(Referring expression data)
● ● ● ● ●
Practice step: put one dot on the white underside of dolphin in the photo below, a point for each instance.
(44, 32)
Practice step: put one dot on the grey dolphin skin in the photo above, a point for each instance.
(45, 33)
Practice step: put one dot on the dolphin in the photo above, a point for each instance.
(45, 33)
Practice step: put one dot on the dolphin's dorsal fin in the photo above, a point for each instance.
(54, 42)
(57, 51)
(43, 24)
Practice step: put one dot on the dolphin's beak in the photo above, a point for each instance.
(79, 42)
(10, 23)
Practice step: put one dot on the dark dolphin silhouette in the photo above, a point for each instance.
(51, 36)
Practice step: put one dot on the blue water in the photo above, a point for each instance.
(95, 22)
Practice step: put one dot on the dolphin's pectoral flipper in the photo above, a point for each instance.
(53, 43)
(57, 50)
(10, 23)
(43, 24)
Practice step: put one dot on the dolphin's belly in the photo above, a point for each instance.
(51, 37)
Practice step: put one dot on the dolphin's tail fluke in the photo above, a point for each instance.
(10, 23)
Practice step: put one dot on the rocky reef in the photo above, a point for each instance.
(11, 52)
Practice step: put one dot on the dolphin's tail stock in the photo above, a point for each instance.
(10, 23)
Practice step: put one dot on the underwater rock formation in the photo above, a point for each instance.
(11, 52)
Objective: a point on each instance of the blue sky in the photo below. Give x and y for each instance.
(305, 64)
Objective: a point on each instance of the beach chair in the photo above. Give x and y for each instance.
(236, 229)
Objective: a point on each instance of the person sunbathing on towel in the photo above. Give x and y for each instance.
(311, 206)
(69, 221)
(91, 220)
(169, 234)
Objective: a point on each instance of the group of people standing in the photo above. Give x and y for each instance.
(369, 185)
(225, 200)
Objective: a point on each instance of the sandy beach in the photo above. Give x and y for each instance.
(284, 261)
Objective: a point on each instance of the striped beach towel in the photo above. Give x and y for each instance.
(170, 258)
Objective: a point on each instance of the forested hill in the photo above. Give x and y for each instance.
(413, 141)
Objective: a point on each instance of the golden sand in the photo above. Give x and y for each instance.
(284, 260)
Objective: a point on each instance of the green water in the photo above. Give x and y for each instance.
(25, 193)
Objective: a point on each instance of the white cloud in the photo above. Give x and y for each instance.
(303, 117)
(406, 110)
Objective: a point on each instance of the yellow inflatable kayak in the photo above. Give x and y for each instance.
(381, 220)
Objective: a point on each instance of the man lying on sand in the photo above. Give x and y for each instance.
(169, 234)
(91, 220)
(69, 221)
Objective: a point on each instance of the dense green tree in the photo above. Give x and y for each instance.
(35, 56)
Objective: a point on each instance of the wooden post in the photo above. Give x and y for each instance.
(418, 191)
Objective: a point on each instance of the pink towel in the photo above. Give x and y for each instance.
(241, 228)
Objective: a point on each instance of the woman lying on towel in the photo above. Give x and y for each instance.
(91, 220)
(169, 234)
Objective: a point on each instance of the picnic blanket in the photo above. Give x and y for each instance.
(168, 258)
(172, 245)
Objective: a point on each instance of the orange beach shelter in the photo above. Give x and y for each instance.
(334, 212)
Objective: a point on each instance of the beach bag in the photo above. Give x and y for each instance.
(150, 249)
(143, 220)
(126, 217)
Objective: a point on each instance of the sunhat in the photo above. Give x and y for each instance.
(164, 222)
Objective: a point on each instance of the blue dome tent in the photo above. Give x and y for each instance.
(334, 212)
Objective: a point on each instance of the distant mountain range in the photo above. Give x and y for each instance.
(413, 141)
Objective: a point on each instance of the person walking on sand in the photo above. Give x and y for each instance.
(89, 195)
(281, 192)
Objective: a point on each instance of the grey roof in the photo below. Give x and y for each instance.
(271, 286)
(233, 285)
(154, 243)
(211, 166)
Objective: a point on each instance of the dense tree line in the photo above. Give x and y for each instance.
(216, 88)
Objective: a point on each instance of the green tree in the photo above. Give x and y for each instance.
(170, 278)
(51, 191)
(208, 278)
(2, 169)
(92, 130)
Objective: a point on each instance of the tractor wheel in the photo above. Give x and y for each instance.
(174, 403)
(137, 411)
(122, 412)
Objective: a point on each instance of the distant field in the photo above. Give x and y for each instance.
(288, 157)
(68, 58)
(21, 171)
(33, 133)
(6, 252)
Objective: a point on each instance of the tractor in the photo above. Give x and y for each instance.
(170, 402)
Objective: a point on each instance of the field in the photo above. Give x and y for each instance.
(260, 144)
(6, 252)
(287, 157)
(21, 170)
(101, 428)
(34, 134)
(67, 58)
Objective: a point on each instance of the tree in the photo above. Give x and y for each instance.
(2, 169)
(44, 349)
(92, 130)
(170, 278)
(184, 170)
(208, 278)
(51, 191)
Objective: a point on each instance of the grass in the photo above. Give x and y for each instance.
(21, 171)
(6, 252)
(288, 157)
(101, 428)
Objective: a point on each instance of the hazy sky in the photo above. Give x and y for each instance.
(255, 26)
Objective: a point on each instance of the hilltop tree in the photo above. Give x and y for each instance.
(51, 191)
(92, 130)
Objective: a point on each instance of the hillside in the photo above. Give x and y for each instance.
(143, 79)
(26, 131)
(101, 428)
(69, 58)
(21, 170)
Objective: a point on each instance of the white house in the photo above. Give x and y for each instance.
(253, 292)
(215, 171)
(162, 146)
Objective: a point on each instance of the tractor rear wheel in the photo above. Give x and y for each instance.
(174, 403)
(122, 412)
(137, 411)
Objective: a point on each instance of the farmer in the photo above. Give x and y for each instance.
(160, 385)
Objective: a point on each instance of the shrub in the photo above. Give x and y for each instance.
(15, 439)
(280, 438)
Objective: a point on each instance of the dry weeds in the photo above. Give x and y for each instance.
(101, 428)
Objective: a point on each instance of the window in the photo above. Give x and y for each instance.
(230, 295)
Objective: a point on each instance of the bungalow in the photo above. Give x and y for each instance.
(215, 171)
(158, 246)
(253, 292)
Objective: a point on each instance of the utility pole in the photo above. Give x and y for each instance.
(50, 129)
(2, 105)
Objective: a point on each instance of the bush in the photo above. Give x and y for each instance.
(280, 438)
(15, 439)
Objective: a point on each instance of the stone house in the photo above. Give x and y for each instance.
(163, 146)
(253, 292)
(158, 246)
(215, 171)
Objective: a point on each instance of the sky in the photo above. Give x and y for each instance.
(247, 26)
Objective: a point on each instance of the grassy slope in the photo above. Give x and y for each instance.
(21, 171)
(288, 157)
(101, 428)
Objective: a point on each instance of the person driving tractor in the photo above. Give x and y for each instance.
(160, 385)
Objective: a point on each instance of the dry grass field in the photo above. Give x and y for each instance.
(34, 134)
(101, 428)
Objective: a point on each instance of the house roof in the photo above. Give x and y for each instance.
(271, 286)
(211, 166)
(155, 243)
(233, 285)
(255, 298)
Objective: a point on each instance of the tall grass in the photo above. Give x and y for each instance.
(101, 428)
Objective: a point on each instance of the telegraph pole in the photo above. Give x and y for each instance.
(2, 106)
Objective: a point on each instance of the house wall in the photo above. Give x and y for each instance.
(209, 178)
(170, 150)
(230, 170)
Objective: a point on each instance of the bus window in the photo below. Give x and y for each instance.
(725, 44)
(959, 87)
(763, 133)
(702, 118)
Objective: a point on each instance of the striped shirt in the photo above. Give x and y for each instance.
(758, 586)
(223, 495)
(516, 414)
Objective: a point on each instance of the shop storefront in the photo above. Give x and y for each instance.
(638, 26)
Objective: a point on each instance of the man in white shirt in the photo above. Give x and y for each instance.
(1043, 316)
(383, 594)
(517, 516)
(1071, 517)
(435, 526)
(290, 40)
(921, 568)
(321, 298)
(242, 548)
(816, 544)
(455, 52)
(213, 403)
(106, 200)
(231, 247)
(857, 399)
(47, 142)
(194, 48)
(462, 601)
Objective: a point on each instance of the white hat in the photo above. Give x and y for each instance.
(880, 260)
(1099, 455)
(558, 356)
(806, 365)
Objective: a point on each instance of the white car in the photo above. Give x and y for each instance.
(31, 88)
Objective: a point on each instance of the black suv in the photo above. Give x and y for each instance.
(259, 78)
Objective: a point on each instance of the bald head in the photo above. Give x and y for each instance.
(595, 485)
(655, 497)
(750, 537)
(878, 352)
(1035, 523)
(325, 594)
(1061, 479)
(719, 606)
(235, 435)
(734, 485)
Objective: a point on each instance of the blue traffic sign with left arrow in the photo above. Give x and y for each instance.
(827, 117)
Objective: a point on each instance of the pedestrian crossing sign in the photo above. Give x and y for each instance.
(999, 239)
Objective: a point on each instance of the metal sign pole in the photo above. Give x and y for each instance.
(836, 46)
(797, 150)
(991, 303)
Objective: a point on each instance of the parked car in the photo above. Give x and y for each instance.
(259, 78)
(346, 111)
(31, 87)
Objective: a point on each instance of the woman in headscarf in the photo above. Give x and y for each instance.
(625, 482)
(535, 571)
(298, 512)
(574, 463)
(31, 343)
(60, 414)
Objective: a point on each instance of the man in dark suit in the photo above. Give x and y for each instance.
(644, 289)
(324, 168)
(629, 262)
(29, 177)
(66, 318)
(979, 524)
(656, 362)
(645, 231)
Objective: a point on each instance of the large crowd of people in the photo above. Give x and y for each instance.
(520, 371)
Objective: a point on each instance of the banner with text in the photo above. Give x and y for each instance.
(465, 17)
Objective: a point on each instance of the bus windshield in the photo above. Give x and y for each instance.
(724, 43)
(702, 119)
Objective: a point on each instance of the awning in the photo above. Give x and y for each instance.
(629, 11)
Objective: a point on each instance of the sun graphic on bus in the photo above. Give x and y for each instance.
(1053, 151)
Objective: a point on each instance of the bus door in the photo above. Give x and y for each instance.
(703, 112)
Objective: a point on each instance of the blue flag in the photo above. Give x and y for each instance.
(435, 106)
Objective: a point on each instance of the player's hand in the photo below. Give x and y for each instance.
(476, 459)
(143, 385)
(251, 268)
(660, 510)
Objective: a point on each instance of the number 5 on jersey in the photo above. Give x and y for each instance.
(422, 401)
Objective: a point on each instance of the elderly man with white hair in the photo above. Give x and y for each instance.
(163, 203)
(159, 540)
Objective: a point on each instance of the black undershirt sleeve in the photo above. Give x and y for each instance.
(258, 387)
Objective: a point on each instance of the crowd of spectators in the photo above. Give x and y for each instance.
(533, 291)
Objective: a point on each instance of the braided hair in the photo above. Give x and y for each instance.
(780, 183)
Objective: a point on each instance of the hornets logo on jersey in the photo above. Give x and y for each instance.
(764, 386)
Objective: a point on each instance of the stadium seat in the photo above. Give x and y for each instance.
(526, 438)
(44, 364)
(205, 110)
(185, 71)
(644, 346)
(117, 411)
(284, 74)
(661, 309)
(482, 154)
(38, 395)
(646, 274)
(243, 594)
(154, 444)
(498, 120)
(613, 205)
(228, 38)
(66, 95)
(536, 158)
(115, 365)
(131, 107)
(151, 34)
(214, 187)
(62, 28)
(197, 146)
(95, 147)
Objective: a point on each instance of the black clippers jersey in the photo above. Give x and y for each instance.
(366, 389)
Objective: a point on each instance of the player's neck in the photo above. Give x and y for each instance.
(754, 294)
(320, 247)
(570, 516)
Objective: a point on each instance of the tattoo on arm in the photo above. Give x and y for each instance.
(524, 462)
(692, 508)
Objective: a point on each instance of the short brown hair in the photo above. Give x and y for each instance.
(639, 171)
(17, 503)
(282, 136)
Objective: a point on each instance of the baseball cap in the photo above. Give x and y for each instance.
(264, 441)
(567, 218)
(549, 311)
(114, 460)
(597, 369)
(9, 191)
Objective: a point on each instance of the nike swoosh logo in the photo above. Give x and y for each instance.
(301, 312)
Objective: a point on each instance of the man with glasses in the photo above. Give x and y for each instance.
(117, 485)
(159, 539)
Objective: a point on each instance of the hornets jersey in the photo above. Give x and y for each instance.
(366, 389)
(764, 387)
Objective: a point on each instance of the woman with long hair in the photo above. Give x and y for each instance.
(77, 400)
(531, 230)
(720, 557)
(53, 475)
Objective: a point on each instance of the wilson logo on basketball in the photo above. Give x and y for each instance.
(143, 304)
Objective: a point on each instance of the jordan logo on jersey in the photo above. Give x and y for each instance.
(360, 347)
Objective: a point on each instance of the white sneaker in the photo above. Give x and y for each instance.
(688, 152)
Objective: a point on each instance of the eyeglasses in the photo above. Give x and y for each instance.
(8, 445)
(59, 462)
● ● ● ● ●
Task to carry out:
An exact copy of the lines from the one containing "Objective: a point on each instance of the nike" through the end of the data above is the whole answer.

Response for this exercise:
Objective: a point on each instance of the nike swoosh logo in the photo above. Give x and y for each instance.
(301, 312)
Objective: a point on each instance of the man with glasses in the photo above. Give x and y for each instance.
(117, 485)
(159, 539)
Objective: a point on each instance of the hornets jersey in the photo above. Give x and y for each instance.
(366, 389)
(764, 387)
Objective: a point on each instance of the woman with long hair in the photo above. Give x and y for each instance.
(77, 400)
(531, 230)
(720, 557)
(53, 475)
Objective: a point on each instance of the wilson logo on basketball in the photo above. Give x and y for each instance.
(143, 304)
Objective: a point on each instance of the jordan logo on jersey in the photo above. Give x and y for each instance.
(360, 347)
Objective: a point on each instance of the white sneaker in the photo above. Give x and y for each instance.
(688, 152)
Objective: a point on each instance of the eyeglasses in the photo above. Give x and y for each instance.
(8, 445)
(59, 462)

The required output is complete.